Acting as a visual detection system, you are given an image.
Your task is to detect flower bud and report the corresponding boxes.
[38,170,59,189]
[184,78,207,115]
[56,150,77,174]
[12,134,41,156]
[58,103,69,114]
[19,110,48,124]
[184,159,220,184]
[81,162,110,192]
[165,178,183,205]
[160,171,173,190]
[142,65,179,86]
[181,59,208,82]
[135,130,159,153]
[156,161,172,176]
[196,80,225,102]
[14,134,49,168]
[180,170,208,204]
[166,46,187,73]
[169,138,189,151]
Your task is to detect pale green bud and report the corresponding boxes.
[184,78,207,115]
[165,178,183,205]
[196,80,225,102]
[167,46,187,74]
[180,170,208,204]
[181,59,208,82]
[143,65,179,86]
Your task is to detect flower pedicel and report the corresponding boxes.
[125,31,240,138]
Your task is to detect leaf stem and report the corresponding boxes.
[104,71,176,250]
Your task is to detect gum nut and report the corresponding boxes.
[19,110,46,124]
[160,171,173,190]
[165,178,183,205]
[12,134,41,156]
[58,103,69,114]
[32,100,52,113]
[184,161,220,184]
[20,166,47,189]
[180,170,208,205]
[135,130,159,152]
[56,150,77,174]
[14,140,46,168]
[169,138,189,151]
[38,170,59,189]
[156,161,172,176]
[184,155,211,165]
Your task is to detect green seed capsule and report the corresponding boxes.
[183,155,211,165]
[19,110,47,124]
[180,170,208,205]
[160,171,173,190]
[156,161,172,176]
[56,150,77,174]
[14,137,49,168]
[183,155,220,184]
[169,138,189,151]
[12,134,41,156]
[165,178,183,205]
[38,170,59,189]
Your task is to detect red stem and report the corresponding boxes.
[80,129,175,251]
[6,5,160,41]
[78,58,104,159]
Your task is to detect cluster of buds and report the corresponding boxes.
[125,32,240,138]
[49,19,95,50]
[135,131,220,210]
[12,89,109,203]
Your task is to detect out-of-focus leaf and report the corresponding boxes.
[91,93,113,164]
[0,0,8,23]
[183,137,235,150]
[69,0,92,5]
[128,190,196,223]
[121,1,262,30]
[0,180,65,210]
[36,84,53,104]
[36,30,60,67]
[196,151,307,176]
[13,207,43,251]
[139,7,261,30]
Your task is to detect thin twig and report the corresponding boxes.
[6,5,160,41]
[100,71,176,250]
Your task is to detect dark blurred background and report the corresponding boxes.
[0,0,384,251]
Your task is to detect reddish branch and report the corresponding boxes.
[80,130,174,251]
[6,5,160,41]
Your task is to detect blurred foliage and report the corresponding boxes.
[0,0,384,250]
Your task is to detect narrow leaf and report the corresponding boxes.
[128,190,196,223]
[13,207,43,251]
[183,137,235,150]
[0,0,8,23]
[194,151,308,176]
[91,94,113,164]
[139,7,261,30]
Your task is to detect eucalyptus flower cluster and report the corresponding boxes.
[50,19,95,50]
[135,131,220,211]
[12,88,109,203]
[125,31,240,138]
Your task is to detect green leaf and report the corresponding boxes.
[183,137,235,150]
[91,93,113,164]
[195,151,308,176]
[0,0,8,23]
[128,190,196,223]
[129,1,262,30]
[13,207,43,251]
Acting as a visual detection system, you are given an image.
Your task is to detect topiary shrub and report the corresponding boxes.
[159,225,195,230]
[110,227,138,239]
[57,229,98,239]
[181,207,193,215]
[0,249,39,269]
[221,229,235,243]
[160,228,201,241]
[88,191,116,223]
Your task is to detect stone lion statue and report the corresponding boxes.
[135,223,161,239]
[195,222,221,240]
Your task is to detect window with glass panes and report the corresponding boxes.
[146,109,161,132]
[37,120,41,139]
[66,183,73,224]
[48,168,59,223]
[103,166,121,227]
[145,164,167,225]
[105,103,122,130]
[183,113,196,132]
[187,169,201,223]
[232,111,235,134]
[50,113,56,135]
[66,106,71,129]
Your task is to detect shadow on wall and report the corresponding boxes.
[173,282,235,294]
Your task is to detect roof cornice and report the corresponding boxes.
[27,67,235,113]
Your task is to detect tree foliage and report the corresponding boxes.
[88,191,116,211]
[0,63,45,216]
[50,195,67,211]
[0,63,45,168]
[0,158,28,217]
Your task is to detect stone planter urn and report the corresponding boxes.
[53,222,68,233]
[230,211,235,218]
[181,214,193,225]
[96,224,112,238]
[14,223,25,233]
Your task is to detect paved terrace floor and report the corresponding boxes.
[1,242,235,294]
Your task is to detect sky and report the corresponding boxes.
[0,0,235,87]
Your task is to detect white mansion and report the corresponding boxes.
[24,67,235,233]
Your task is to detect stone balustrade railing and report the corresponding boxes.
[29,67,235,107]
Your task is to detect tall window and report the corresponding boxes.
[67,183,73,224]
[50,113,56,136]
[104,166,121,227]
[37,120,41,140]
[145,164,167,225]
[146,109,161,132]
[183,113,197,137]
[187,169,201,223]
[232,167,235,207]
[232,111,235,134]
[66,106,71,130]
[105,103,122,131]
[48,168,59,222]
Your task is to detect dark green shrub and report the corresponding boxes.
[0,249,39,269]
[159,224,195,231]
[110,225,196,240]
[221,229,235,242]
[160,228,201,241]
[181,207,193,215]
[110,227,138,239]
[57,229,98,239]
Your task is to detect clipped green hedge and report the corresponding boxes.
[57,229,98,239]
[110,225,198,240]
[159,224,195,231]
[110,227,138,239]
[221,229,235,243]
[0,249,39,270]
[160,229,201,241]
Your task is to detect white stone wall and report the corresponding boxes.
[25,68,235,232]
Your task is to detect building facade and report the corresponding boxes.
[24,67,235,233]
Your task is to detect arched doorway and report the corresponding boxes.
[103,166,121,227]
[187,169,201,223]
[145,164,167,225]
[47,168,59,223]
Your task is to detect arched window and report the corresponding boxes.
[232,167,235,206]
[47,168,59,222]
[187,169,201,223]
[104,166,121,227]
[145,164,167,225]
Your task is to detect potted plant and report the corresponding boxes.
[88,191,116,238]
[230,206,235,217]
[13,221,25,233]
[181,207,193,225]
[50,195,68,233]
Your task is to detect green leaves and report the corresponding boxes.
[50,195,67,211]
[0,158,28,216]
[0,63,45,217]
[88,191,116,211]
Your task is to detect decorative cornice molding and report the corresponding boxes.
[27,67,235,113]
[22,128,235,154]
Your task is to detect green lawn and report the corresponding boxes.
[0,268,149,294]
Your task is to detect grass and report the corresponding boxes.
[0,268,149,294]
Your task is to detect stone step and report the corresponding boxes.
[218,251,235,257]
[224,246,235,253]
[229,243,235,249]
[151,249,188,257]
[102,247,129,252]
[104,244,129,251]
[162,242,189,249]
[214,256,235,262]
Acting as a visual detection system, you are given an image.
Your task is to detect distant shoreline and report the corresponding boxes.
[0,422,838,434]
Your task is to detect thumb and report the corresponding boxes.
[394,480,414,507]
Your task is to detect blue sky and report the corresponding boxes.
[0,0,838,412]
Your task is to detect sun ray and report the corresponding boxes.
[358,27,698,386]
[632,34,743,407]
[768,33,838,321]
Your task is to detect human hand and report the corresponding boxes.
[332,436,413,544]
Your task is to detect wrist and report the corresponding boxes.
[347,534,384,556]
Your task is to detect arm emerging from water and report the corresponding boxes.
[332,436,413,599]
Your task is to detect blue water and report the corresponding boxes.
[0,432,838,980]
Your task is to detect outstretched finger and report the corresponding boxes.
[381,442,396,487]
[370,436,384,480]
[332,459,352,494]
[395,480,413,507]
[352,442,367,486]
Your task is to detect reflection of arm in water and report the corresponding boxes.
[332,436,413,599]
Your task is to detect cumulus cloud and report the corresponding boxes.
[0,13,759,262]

------------------------------------

Rewrite all the records above, replacing "corresponding" with "matching" and keeping everything else the same.

Solution
Acting as a visual detection system, you are given an image.
Your task is to detect flower bud and report the matching boxes.
[38,170,59,189]
[184,78,207,115]
[56,150,77,174]
[12,134,41,156]
[58,103,69,114]
[19,110,48,124]
[184,159,220,184]
[81,162,110,192]
[165,178,183,205]
[160,171,173,190]
[142,65,179,86]
[181,59,208,82]
[135,130,159,153]
[156,161,172,176]
[196,80,225,102]
[14,134,49,168]
[180,170,208,204]
[166,46,187,73]
[169,138,189,151]
Your task is to detect pale green bud and report the matching boxes.
[184,78,207,115]
[165,178,183,205]
[196,80,225,102]
[167,46,187,74]
[180,170,208,204]
[181,59,208,82]
[143,65,179,86]
Your task is to detect flower pedicel and report the matching boxes.
[125,31,240,138]
Your task is to detect leaf stem and report the matching boxes.
[104,71,176,250]
Your task is to detect gum nut and report the matching boxes.
[19,110,46,124]
[160,171,173,190]
[165,178,183,205]
[12,134,41,156]
[58,103,69,114]
[32,100,52,113]
[184,161,220,184]
[20,166,47,189]
[180,170,208,205]
[135,130,159,152]
[56,150,77,174]
[14,140,46,168]
[169,138,189,151]
[38,170,59,189]
[156,161,172,176]
[184,155,211,165]
Your task is to detect green seed capsule and report the matching boxes.
[183,155,211,165]
[19,110,47,124]
[180,170,208,205]
[160,171,173,190]
[156,161,172,176]
[56,150,77,174]
[14,137,49,168]
[183,155,220,184]
[169,138,189,151]
[12,134,41,156]
[165,178,183,205]
[38,170,59,189]
Your task is to detect red stem and report the matching boxes.
[80,129,175,251]
[6,5,160,41]
[78,58,104,159]
Your task is to detect cluster of buds and report the matching boxes.
[125,32,240,138]
[49,19,95,50]
[135,131,220,210]
[12,89,109,203]
Your task is to detect out-of-focus leaf and report the matching boxes.
[91,93,113,164]
[0,0,8,23]
[183,137,235,150]
[69,0,92,5]
[128,190,196,223]
[121,1,262,30]
[0,180,65,210]
[36,84,53,104]
[36,30,60,67]
[196,151,307,176]
[13,207,43,251]
[139,7,261,30]
Your task is to detect thin twig and report the matching boxes.
[6,5,160,41]
[100,71,176,250]
Your task is to detect dark blurred background and report the matching boxes.
[0,0,384,251]
Your task is to detect reddish branch and report the matching boxes.
[80,130,174,251]
[6,5,160,41]
Your task is to detect blurred foliage and report the matching boxes.
[0,0,384,250]
Your task is to detect narrow leaf and report the matching boxes.
[128,190,196,223]
[13,207,43,251]
[183,137,235,150]
[0,0,8,23]
[194,151,308,176]
[91,94,113,164]
[139,7,261,30]
Your task is to detect eucalyptus flower cluster and report the matching boxes.
[50,19,95,50]
[135,131,220,211]
[12,88,109,203]
[125,31,240,138]
Your task is to detect green leaf and report the matching boxes.
[183,137,235,150]
[91,93,113,164]
[195,151,308,176]
[0,0,8,23]
[128,190,196,223]
[129,1,262,30]
[13,207,43,251]
Acting as a visual detection system, you are given an image.
Your task is to detect topiary shrub and report the matching boxes.
[159,225,195,230]
[110,227,138,239]
[57,229,98,239]
[181,207,193,215]
[0,249,39,269]
[221,229,235,243]
[160,228,201,241]
[88,191,116,223]
Your task is to detect stone lion statue and report the matching boxes.
[135,223,161,239]
[195,222,221,240]
Your task is to detect window with glass panes and report the matching boxes.
[146,109,161,132]
[37,120,41,139]
[66,183,73,224]
[48,168,59,223]
[103,166,121,227]
[145,164,167,225]
[105,103,122,130]
[183,113,196,132]
[187,169,201,223]
[232,111,235,134]
[50,113,56,135]
[66,106,71,129]
Your task is to detect shadow on wall and report the matching boxes.
[173,282,235,294]
Your task is to detect roof cornice and report the matching boxes.
[27,67,235,113]
Your task is to detect tree foliage and report the matching boxes.
[88,191,116,211]
[0,63,45,216]
[50,195,67,211]
[0,63,45,168]
[0,158,28,217]
Your task is to detect stone planter urn and report the matching boxes.
[53,222,68,233]
[230,211,235,218]
[181,214,193,225]
[96,224,112,238]
[14,223,25,233]
Your task is to detect paved terrace floor and report the matching boxes.
[1,242,235,294]
Your task is to detect sky and report the matching boxes.
[0,0,235,87]
Your task is to detect white mansion and report the matching boxes.
[24,67,235,233]
Your task is to detect stone balustrade railing and report the matching boxes.
[29,67,235,107]
Your task is to detect tall window and report the matching boxes.
[67,183,73,224]
[50,113,56,136]
[104,166,121,227]
[37,120,41,140]
[145,164,167,225]
[146,109,161,132]
[183,113,197,137]
[187,169,201,223]
[232,167,235,207]
[232,111,235,134]
[66,106,71,130]
[105,103,122,131]
[48,168,59,222]
Your task is to detect dark green shrub and report the matching boxes.
[0,249,39,269]
[159,224,195,231]
[110,225,196,240]
[221,229,235,242]
[160,228,201,241]
[181,207,193,215]
[110,227,138,239]
[57,229,98,239]
Your task is to detect clipped green hedge and report the matching boxes.
[57,229,98,239]
[110,225,198,240]
[159,224,195,231]
[110,227,138,239]
[221,229,235,243]
[0,249,39,270]
[160,229,201,241]
Your task is to detect white stone wall and report the matching boxes.
[25,68,235,232]
Your task is to detect building facade and report the matching boxes.
[24,67,235,233]
Your task is to detect arched doorway and report the matching boxes.
[103,166,121,227]
[187,169,201,223]
[145,164,167,225]
[47,168,59,223]
Your task is to detect arched window and report the matching boxes.
[232,167,235,206]
[47,168,59,222]
[187,169,201,223]
[104,166,121,227]
[145,164,167,225]
Your task is to detect potted plant and report the matching boxes.
[88,191,116,238]
[230,206,235,217]
[13,221,25,233]
[181,207,193,225]
[50,195,68,233]
Your task is to detect green leaves and report the matching boxes.
[50,195,67,211]
[0,158,28,216]
[0,63,45,217]
[88,191,116,211]
Your task is to detect decorative cornice molding and report the matching boxes.
[27,67,235,113]
[22,128,235,154]
Your task is to detect green lawn and report the matching boxes.
[0,268,149,294]
Your task is to detect grass and report the matching boxes.
[0,268,149,294]
Your task is to detect stone step and report the matching boxes.
[218,251,235,257]
[224,246,235,253]
[229,243,235,249]
[151,249,188,257]
[102,247,129,252]
[104,244,129,251]
[162,242,189,249]
[214,256,235,262]
Acting as a visual detection system, you are given an image.
Your task is to detect distant shoreline and report the matching boxes.
[0,422,838,434]
Your task is to detect thumb and report the matching boxes.
[394,480,414,507]
Your task is to detect blue sky and report the matching boxes.
[0,0,838,412]
Your task is to detect sun ray and report the matching boxes.
[358,27,698,386]
[632,34,743,407]
[768,33,838,321]
Your task is to detect human hand and report the matching boxes.
[332,436,413,544]
Your task is to detect wrist and report the matching boxes.
[347,534,384,556]
Your task is to detect arm emerging from water and report the matching boxes.
[332,436,413,599]
Your task is to detect blue water and report the matching boxes.
[0,432,838,980]
Your task is to detect outstretched finger and report the matching boxes.
[381,442,396,487]
[370,436,384,480]
[332,459,352,494]
[395,480,413,507]
[352,442,367,486]
Your task is to detect reflection of arm in water and report the matching boxes.
[332,436,413,599]
Your task is to detect cumulus cloud and report the matching boxes.
[0,13,759,262]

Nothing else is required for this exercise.